[Dataset excerpts]

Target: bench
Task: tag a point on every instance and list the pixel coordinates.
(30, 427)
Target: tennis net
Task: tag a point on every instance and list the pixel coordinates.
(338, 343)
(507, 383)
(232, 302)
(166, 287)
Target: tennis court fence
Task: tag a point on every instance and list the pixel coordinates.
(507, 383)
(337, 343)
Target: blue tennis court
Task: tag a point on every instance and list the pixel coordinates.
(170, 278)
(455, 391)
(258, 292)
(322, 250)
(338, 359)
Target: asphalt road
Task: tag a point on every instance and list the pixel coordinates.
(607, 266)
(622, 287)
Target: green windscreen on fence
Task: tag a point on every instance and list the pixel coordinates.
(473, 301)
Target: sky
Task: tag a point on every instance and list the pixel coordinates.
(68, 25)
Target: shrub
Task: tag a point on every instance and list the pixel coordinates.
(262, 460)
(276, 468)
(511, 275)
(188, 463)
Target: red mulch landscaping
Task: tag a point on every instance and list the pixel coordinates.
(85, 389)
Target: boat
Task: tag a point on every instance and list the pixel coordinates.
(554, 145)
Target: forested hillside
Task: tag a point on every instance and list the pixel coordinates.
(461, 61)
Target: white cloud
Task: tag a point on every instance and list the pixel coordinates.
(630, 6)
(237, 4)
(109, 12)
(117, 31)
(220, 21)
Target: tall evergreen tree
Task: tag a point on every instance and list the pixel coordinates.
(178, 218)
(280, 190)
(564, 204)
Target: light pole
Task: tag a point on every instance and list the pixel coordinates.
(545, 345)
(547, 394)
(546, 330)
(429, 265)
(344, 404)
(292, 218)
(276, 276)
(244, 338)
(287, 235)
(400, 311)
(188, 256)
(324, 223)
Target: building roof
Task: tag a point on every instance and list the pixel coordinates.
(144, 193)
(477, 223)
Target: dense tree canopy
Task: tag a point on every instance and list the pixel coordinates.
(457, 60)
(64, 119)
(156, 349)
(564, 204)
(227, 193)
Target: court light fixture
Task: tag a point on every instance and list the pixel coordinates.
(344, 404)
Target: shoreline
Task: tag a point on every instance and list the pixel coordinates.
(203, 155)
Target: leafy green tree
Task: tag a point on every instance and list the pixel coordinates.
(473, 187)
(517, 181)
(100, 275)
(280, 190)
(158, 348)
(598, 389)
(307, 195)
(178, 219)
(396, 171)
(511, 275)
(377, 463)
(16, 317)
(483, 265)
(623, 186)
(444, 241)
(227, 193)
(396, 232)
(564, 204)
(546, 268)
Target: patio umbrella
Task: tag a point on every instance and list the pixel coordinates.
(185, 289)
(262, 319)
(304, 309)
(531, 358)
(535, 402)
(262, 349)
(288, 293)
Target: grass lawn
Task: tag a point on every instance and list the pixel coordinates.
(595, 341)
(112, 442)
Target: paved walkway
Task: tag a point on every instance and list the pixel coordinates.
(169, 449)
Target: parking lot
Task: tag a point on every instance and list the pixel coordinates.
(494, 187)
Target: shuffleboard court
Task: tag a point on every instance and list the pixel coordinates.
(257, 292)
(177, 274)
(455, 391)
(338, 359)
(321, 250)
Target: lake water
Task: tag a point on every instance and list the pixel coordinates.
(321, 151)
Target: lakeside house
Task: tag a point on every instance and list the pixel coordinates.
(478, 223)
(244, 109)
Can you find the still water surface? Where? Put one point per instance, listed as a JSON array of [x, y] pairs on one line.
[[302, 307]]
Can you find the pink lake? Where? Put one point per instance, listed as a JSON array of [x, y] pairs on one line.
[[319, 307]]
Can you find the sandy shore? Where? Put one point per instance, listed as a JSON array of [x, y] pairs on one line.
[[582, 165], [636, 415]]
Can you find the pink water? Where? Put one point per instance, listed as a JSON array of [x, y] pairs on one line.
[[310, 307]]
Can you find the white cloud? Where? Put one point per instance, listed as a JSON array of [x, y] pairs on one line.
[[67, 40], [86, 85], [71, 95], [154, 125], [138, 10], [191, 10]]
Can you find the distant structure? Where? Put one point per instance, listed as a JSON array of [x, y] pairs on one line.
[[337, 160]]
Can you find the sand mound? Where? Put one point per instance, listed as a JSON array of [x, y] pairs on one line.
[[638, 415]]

EXERCISE ▸ Transcribe the records above exactly as they appear.

RESPONSE ▸
Target: bench
Task: tag a point on every instance and list the pixel coordinates.
(30, 427)
Target: tennis net
Task: tag a point on every instance and list the pixel coordinates.
(338, 343)
(507, 383)
(232, 302)
(166, 287)
Target: tennis court fence
Task: tag a point on every instance and list the pixel coordinates.
(507, 383)
(337, 343)
Target: blue tennis court
Task: tag a point on every instance and list the pixel coordinates.
(170, 278)
(455, 391)
(258, 292)
(322, 250)
(338, 359)
Target: asphalt road
Task: tag a point on every instance and list the pixel coordinates.
(607, 266)
(622, 287)
Target: green windscreen on fence
Task: tag a point on every instance and list the pixel coordinates.
(473, 301)
Target: sky
Task: tag a point on every instance and list the pixel coordinates.
(68, 25)
Target: shrub
Task: tag a point on every instance and list the pixel coordinates.
(262, 460)
(276, 468)
(511, 275)
(188, 463)
Target: red mulch landscaping
Task: tag a point on every instance and list the pixel coordinates.
(85, 389)
Target: boat
Task: tag a point on every instance and list the pixel coordinates.
(554, 145)
Target: forested hillside
Task: tag a point on every instance and list the pixel coordinates.
(461, 61)
Target: white cloud
Task: tag a point on every instance and list the pixel coordinates.
(630, 6)
(237, 4)
(109, 12)
(117, 31)
(220, 21)
Target: tall evergreen tree
Task: tag a point on every instance and list the pixel coordinates.
(178, 218)
(280, 190)
(564, 204)
Target: light pole
Task: tag a point on every instance and list the pixel coordinates.
(545, 345)
(547, 394)
(546, 330)
(429, 265)
(344, 404)
(292, 218)
(276, 276)
(244, 338)
(287, 235)
(400, 311)
(188, 256)
(324, 223)
Target: building roof
Task: tag a point on every instance and list the pixel coordinates.
(144, 193)
(477, 223)
Target: dense tree canopy
Task: tag a point on every instance and list the pixel coordinates.
(457, 60)
(64, 119)
(156, 349)
(564, 204)
(227, 193)
Target: court light fixture
Task: tag a point on every instance and list the pixel coordinates.
(344, 404)
Target: shoreline
Task: tag a point on every instance and list the pixel coordinates.
(203, 155)
Target: leafy green tree
Task: tag a point on every instance and list the pixel coordinates.
(473, 187)
(517, 181)
(100, 275)
(280, 190)
(158, 348)
(598, 389)
(307, 195)
(178, 219)
(396, 171)
(511, 275)
(377, 463)
(16, 317)
(483, 265)
(623, 186)
(444, 241)
(227, 193)
(396, 232)
(564, 204)
(546, 268)
Target: patio umbrella
Task: tag a point on every instance and list the pixel coordinates.
(185, 289)
(262, 319)
(304, 309)
(531, 358)
(535, 402)
(262, 349)
(288, 293)
Target: grass lawn
Task: tag a point on every instance and list the pixel coordinates.
(595, 341)
(112, 442)
Target: paved walkway
Task: tag a point on every instance and list the pixel coordinates.
(169, 449)
Target: parking lot
Task: tag a point on every instance and list the pixel coordinates.
(494, 187)
Target: shuffleboard court
Task: tag a point on every instance and list the pixel coordinates.
(257, 292)
(177, 274)
(455, 391)
(338, 359)
(321, 250)
Target: lake water
Task: tag a point on every instance and list the pixel coordinates.
(321, 151)
Target: lakeside house
Task: tag a point on every instance and list the pixel coordinates.
(478, 223)
(244, 109)
Can you find the still water surface? Where? Put one point per instance, listed as a JSON array of [x, y] pairs on one line.
[[302, 307]]
Can you find the pink lake? Where? Put one point per instance, listed as a JSON array of [x, y] pairs on one line.
[[319, 307]]
Can you find the sandy shore? Where? Put one point per instance, listed as a JSON array of [x, y] pairs on one line.
[[582, 165], [636, 415]]
Can you find the pink water? Where? Put one point per instance, listed as a JSON array of [x, y] pairs on one line.
[[310, 307]]
Can you find the white cloud? Where? Put one point per instance, listed as a JSON array of [x, y] pairs on one line.
[[67, 40], [86, 85], [71, 95], [154, 125], [138, 10], [191, 10]]
Can you find the distant structure? Where? Put one point per instance, listed as a JSON array of [x, y] pairs on one line.
[[337, 160]]
Can you find the sand mound? Where? Put one point per instance, listed as a JSON array of [x, y] pairs on one line.
[[638, 415]]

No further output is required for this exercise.